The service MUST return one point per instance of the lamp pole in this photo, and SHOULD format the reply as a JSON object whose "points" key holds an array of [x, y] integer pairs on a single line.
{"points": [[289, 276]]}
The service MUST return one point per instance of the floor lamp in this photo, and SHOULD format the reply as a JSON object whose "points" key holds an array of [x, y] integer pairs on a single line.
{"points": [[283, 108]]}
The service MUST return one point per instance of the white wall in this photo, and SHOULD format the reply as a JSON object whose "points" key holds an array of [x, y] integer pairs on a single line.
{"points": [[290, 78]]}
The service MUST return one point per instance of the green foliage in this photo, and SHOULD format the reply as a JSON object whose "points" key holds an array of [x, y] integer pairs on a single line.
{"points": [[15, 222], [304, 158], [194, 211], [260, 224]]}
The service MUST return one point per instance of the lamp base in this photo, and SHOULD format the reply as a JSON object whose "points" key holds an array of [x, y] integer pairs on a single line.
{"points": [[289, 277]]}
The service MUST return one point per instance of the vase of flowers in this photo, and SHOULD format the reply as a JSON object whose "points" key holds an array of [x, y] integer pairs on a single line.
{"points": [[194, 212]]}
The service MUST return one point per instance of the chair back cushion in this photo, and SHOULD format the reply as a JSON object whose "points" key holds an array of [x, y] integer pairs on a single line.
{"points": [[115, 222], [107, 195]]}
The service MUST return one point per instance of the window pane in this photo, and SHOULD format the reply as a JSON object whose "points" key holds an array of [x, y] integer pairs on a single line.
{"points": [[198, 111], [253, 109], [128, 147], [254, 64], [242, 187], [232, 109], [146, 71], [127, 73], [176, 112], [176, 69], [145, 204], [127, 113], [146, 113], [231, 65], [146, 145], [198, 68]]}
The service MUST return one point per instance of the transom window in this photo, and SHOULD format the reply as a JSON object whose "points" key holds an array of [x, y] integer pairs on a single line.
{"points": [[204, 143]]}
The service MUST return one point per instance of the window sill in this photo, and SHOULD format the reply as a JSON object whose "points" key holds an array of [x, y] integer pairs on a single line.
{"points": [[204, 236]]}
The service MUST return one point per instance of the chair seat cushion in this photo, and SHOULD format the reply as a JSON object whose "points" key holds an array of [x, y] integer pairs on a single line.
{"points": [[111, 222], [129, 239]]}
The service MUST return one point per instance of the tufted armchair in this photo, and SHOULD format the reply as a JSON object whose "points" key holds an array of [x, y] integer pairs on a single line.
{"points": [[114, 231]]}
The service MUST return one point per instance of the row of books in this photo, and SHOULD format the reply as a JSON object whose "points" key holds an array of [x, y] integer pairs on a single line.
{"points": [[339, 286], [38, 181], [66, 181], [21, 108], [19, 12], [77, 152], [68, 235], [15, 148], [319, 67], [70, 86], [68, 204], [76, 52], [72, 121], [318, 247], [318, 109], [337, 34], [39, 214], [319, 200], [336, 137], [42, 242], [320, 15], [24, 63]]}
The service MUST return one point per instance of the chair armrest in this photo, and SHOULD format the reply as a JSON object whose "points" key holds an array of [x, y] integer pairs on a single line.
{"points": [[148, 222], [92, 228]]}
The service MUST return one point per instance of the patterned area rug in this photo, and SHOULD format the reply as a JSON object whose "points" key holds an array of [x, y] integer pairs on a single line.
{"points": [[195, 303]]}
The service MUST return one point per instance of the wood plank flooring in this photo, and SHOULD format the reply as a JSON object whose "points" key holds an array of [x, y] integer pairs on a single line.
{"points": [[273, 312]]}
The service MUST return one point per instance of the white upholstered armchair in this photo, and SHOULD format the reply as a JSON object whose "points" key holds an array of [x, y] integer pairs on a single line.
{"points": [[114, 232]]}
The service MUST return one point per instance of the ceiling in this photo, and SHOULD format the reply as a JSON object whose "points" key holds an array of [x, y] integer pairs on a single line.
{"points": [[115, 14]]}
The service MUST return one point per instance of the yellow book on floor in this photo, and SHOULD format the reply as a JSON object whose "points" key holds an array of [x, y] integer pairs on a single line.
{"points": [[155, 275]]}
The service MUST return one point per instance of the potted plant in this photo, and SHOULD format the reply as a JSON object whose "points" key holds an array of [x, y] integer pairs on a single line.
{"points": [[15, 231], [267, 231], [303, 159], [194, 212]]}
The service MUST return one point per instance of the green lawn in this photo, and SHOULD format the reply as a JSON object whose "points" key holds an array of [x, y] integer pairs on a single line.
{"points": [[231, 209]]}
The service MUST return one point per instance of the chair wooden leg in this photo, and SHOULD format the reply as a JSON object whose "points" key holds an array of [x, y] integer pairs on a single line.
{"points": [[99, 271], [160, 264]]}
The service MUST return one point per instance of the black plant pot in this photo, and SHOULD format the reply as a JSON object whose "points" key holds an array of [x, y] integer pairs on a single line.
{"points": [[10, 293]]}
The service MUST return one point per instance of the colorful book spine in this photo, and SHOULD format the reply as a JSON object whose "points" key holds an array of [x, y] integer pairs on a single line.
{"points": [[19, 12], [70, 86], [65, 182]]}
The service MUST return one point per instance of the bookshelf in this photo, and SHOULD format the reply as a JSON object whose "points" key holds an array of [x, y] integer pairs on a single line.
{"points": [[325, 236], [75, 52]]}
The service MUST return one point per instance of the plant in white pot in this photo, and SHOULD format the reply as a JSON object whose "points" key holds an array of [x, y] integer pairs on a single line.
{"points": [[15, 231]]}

####################

Restate the records word for word, leaving nothing out.

The service MUST return one point per instance of the lamp pole in this photo, and SHOULD format the reply as a JSON object whose "points" key holds an array of [x, y] integer pairs on a single line.
{"points": [[289, 276]]}
The service MUST return one point per instance of the floor lamp in this photo, and SHOULD format the reply as a JSON object whose "points" key holds an array of [x, y] integer pairs on a single line.
{"points": [[283, 108]]}
The service MUST return one point per instance of the white wall in this photo, and SHOULD format the reply as a JSON object whose "points" key holds an array of [x, y] integer pairs on a single line.
{"points": [[290, 78]]}
The service MUST return one point per instance of the green foliage in this photo, and SHOULD format the reply as a JSON object whose "points" key holds an array of [x, y] integer pairs on a single line.
{"points": [[15, 222], [304, 158], [194, 211], [260, 224]]}
The service MUST return one point per instance of the lamp base in this photo, and SHOULD format the reply as a JSON object whose "points" key holds an array of [x, y] integer pairs on a single line.
{"points": [[289, 277]]}
The service MUST return one point per instance of the vase of flowers in this photo, and SHOULD format the reply as a JSON object whose "points" key holds an array of [x, y] integer pairs on a single line.
{"points": [[194, 212]]}
The service MUST return one point per instance of the chair back cushion in this photo, and SHOULD format the reply as a JSON object whose "points" key holds an array of [x, y] integer pairs on a single line.
{"points": [[115, 222], [107, 195]]}
The service MUST return one point per instance of the window pane in this photo, and SHOULD format the reply as a JSON object whose "points" key holds an array of [x, y] integer pairs on a single line.
{"points": [[198, 111], [253, 109], [128, 147], [254, 64], [242, 187], [232, 109], [146, 71], [127, 73], [176, 112], [176, 69], [145, 204], [127, 113], [146, 113], [231, 65], [146, 145], [198, 68]]}
The service MUST return one point per instance of the transom window in this photo, and SHOULD format the reply as a JSON object whose "points" key holds an array of [x, y] integer pairs on a single line.
{"points": [[204, 143]]}
The service MUST return one point per instance of the window sill in this photo, and SHOULD format the reply as a JSON object whose "points" key holds an array of [x, y] integer pairs on a single line.
{"points": [[204, 236]]}
The service MUST return one point per instance of the chair seat cushion in this photo, and SHOULD format the reply as a JSON object whose "points" key holds an array of [x, y] integer pairs on a single line.
{"points": [[111, 222], [129, 239]]}
The service MUST return one point per instance of the tufted armchair in this photo, and SHOULD format the reply as a JSON object whose "points" key holds an array of [x, y] integer pairs on a single line.
{"points": [[114, 231]]}
The service MUST return one point per instance of the row of books in this photo, and SHOULD format the reply as a JSON object whose "points" key holds an array of [x, y] integer pairs on a single line.
{"points": [[339, 286], [38, 181], [66, 181], [21, 108], [19, 12], [77, 152], [68, 235], [15, 148], [319, 67], [70, 86], [68, 204], [76, 52], [72, 121], [318, 247], [318, 109], [337, 34], [39, 214], [319, 200], [336, 137], [42, 242], [320, 15], [24, 63]]}
The service MUST return one point per instance of the chair armrest in this photo, and SHOULD format the reply as a JSON object whose "points" key holds an array of [x, y] integer pairs on a single line.
{"points": [[148, 222], [92, 228]]}
The service MUST return one point per instance of the patterned area rug in this photo, and SHOULD format the reply as a JSON object whose "points" key holds an array of [x, y] integer pairs on a single line.
{"points": [[195, 303]]}
The service MUST return one point per instance of the wood plank flooring in this photo, and SHOULD format the reply as a JSON object whose "points" key holds an array of [x, y] integer pairs on a single line.
{"points": [[273, 312]]}
The service MUST return one point per instance of the white upholstered armchair in this photo, and SHOULD format the reply as a JSON object whose "points" key holds an array of [x, y] integer pairs on a single line.
{"points": [[114, 232]]}
The service MUST return one point per instance of the ceiling in this photo, and SHOULD format the reply as a JSON object whose "points" key holds an array of [x, y] integer pairs on a single line.
{"points": [[115, 14]]}
The service MUST return one point per instance of the yellow book on floor in this photo, and SHOULD format the reply as a JSON object whose "points" key holds an array of [x, y] integer pairs on a single line.
{"points": [[155, 275]]}
The service MUST return one point per instance of the potted plant in this photo, and SHOULD format the reply as a JSON object whose "points" key holds an array of [x, y] integer pairs on a single line.
{"points": [[15, 231], [267, 231], [303, 159], [194, 212]]}
The service MUST return one point per instance of the green lawn in this photo, and SHOULD format the reply as a JSON object whose "points" key holds an array of [x, y] integer pairs on a single line.
{"points": [[231, 209]]}
The service MUST return one point per instance of the chair wooden leg in this photo, and SHOULD format the reply as a JSON object whose "points" key holds an array of [x, y] integer pairs on a single line.
{"points": [[99, 271], [160, 264]]}
The service MUST return one point per instance of the black plant pot in this photo, and SHOULD format the reply as a JSON object whose "points" key holds an array of [x, y] integer pairs on a single line.
{"points": [[10, 293]]}
The service MUST return one point per instance of the colorful book spine in this photo, and SHOULD format the reply as a JSON object whose "points" key holds an array of [x, y] integer pairs on a single line.
{"points": [[19, 12], [70, 86], [65, 182]]}
The service MUST return one point per instance of the bookshelf in this photo, and SHOULD format the reply as a JSON object whose "points" key holds an array of [x, y] integer pairs on a single line.
{"points": [[325, 236], [75, 52]]}
The service MUST return one point per instance of the plant in white pot in this photo, and SHOULD format the reply as a JSON object whose "points" key holds an array of [x, y] integer pairs on a single line.
{"points": [[15, 231]]}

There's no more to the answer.